ドル円は今月16日に一時139.58円と昨年7月28日以来約1年2カ月ぶりの安値を付けましたが、そのあとは良好な米経済指標などを受けて一転買い戻しが優勢に。27日の昼頃までは“非常に良い感じ”に戻り歩調が続いていました。27日の自民党総裁選の第1回投票では、「アベノミクス」の継承を掲げ、日銀の利上げに否定的な高市早苗氏が1位となり、外国為替市場では円安進行、株式市場では日経平均が900円超高の高値引けとなりました。ドル円はこの日の14時30分前に146.49円と3日以来の高値を付けています

 

*Trading Viewより

 

ただ、決選投票で石破茂元幹事長が高市氏にわずか21票差で逆転勝利を収めると、日経平均先物が急落し、ドル円も大きく値を下げました

 

市場では「石破氏の勝利が日銀による追加利上げの道を開いた」との声が聞かれたほか、「自民党総裁選で日銀の利上げに批判的な高市早苗氏が勝利するとの思惑から膨らんでいた株買いと円売りポジションを解消する動きが広がった」との指摘がありました。

 

*Trading Viewより

 

今後は10月1日に臨時国会が召集され、石破氏が新総理に選出される見通しですが、「アベノミクス」の継承を打ち出していた高市氏とは異なり、石破氏は「株式市場にとっては評価が難しい」との声も。「石破新政権誕生で株価はこれから停滞しかねない」との見方もあるだけに、さえない株価がドル円の重しとなる可能性もありそうです。

** 課題 a **
ページによると、自民党総裁選の決選投票で石破茂元幹事長は高市氏に何票差で逆転勝利したか。

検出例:
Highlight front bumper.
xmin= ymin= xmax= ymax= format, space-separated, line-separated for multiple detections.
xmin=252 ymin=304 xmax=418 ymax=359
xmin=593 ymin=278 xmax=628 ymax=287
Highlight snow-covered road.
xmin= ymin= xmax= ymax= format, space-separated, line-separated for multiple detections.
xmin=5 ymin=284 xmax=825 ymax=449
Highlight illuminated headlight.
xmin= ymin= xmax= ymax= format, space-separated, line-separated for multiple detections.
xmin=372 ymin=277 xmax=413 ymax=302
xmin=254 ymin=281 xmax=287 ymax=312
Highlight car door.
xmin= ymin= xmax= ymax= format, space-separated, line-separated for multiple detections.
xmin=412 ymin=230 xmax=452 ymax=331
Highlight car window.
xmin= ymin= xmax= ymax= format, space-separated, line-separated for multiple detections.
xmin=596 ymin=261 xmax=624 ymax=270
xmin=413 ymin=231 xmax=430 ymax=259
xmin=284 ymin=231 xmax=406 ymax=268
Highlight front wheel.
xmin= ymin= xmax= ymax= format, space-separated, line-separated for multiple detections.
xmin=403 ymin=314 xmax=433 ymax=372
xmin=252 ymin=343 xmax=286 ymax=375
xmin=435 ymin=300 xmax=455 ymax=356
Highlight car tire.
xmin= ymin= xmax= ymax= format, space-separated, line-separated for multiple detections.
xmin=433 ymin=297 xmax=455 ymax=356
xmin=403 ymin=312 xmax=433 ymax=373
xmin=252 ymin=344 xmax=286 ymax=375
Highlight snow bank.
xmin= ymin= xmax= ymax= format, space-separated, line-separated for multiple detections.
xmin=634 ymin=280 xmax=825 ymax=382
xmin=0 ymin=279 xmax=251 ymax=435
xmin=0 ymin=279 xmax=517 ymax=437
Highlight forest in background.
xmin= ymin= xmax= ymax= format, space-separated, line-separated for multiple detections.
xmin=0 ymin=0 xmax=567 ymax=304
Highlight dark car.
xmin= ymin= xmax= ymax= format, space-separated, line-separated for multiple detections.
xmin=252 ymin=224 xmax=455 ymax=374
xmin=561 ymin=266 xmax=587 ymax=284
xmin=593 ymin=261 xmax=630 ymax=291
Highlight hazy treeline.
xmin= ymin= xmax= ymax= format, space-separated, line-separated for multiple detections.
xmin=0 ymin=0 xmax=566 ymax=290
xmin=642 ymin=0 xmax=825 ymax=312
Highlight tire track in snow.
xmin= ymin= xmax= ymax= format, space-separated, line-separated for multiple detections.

** 課題 b **
データ行から「Highlight」という語を含む行だけを絞り込み、すべて書き出すこと。

** 課題の結果 a **
21票差で逆転勝利した。

** 課題の結果 b **
Highlight front bumper.
Highlight snow-covered road.
Highlight illuminated headlight.
Highlight car door.
Highlight car window.
Highlight front wheel.
Highlight car tire.
Highlight snow bank.
Highlight forest in background.
Highlight dark car.
Highlight hazy treeline.
Highlight tire track in snow.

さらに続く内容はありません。